> _Your goal_
Check every line below for the word "small" and copy the ones that have it.

#### Input data

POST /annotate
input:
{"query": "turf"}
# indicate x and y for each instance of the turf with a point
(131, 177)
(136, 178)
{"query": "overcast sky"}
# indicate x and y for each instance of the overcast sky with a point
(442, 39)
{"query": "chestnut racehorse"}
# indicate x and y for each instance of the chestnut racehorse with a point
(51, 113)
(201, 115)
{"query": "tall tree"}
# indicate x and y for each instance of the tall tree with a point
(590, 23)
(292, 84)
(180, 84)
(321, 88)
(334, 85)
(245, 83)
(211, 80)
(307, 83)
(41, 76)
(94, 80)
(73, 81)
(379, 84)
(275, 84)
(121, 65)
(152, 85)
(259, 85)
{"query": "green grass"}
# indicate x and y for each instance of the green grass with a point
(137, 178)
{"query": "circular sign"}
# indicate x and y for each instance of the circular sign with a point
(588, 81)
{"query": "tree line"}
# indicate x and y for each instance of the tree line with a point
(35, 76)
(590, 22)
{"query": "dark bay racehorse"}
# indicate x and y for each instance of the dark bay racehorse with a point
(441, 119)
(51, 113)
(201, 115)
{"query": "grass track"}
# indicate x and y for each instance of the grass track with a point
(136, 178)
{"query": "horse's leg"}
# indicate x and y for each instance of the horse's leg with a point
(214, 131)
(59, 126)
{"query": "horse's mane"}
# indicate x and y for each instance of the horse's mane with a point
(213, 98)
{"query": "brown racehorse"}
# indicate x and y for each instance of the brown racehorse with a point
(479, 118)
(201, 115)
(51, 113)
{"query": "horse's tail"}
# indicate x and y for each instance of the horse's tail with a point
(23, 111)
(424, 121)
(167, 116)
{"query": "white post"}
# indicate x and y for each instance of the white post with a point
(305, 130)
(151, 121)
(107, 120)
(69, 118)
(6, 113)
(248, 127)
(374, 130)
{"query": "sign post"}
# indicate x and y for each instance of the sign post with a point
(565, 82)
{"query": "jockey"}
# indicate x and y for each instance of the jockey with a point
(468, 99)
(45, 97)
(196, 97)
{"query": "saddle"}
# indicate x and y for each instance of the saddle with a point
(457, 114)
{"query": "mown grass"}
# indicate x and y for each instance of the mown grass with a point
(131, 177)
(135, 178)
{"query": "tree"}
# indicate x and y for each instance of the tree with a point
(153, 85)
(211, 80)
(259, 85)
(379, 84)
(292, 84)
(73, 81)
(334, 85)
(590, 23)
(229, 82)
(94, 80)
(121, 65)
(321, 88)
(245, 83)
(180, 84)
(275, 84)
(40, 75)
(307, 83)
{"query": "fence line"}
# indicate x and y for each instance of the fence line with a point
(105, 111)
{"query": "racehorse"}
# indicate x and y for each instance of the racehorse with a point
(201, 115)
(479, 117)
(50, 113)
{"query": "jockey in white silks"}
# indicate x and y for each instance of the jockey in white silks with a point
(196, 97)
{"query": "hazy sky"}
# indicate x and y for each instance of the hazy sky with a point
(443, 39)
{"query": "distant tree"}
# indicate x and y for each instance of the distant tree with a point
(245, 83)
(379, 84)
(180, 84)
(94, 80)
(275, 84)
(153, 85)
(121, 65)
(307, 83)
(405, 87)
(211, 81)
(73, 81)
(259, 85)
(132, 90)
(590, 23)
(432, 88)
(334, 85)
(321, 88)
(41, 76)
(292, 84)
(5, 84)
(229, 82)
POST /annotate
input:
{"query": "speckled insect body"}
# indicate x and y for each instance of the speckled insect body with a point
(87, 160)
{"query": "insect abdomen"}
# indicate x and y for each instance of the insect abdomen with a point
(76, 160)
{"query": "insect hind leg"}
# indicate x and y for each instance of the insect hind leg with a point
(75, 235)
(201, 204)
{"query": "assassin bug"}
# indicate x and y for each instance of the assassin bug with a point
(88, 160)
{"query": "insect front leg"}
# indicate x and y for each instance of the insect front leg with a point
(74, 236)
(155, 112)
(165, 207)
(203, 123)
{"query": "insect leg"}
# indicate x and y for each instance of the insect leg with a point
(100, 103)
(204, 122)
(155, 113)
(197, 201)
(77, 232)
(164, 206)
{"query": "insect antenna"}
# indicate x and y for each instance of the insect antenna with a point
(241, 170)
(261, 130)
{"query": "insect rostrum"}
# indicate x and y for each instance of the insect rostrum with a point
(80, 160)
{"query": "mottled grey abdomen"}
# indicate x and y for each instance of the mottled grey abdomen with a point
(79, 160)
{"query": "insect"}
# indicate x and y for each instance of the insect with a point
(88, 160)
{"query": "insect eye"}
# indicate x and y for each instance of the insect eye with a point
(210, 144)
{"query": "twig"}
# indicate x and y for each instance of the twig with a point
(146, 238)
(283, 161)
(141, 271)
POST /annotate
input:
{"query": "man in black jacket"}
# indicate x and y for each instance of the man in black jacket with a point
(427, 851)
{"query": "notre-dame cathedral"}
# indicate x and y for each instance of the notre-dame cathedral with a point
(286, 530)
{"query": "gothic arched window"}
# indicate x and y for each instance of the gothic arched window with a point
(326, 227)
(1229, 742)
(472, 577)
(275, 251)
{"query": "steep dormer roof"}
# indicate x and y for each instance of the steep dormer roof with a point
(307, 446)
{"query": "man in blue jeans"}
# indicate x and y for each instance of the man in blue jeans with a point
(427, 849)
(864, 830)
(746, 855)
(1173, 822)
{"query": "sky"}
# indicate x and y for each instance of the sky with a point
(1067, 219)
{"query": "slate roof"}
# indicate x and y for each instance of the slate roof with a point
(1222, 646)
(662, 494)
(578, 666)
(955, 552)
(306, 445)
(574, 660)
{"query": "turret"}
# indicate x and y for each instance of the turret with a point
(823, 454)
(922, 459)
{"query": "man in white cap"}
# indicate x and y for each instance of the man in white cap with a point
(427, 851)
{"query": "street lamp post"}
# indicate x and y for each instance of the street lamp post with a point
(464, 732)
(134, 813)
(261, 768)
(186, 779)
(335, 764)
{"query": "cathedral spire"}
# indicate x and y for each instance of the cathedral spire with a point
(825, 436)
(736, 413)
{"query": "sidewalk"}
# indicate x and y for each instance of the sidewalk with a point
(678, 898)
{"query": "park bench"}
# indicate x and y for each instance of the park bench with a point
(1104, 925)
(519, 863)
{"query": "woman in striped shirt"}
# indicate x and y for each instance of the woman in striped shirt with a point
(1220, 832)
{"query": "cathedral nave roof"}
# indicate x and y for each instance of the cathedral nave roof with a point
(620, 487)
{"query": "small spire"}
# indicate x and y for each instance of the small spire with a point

########

> _Final answer_
{"query": "small spire"}
# indicate x and y for each instance of the small spire with a point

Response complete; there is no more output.